Your goal
Look through the records below for the line holding "Target: button placket". Write it out exactly, with each following line through the line holding "Target: wrist".
+++ Provided data +++
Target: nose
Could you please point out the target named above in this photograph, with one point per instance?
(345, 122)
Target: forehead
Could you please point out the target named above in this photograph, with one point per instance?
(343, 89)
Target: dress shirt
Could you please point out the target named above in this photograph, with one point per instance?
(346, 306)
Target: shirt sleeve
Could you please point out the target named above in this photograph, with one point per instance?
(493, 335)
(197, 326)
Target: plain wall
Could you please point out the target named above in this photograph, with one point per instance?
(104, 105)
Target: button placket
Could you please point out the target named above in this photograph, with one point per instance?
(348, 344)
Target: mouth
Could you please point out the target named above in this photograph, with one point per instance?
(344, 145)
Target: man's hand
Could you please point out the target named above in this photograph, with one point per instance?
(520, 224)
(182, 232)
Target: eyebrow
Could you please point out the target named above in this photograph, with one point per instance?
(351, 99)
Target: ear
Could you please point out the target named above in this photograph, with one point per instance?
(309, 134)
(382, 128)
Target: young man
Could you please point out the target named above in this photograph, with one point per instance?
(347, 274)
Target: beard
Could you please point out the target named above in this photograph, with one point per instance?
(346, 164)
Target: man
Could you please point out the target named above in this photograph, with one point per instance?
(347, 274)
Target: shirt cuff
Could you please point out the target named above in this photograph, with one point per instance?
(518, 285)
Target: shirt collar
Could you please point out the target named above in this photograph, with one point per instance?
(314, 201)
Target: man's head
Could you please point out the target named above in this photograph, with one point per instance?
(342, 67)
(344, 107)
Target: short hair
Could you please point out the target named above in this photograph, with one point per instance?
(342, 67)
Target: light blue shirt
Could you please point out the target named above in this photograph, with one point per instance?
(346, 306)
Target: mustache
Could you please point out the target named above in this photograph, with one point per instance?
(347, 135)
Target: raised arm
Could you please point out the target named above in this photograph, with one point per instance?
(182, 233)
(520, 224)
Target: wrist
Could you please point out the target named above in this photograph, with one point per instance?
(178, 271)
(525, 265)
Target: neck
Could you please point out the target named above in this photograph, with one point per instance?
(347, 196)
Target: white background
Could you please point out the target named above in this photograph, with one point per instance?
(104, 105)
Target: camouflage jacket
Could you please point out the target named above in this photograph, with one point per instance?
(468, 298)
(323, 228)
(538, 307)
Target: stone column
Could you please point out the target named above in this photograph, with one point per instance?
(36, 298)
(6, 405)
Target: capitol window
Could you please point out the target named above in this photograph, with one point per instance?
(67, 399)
+++
Task output
Target: button placket
Could you please point out the target named above in this photograph, with one point per instance?
(348, 344)
Target: mouth
Could you please point out the target named above in this photograph, with one point per instance?
(344, 145)
Target: man's hand
Could you please point out the target named above in this photograph, with one point per instance?
(520, 224)
(182, 232)
Target: eyebrow
Could you please point out the target named above in this photograph, with one point per instance?
(351, 99)
Target: ear
Could you please point out the target named above in this photograph, with one point per instance?
(309, 134)
(382, 128)
Target: young man
Could you please point out the target named above in this photograph, with one point per instance?
(347, 274)
Target: beard
Could you please point out the target named above in this photograph, with one point per instance?
(346, 164)
Target: man
Could you please point out the target named above in this photograph, with one point per instance?
(347, 274)
Target: shirt cuff
Could you please point out the target named above in this photograph, with one point per instance?
(518, 285)
Target: shirt collar
Could you please point out the target named above in this photograph, with one point per instance?
(314, 201)
Target: man's head
Could you please point out the target named above in this photograph, with one point per instance?
(342, 67)
(344, 107)
Target: short hair
Could you please point out the target named above in this photograph, with one point per instance?
(342, 67)
Target: light blue shirt
Could you please point out the target named above in this photograph, with one point per instance?
(346, 306)
Target: mustache
Could you please point out the target named above in this photograph, with one point per instance?
(347, 135)
Target: raised arm
Could you please point out the target named above in this photograph, with one point per instance?
(182, 233)
(520, 224)
Target: wrist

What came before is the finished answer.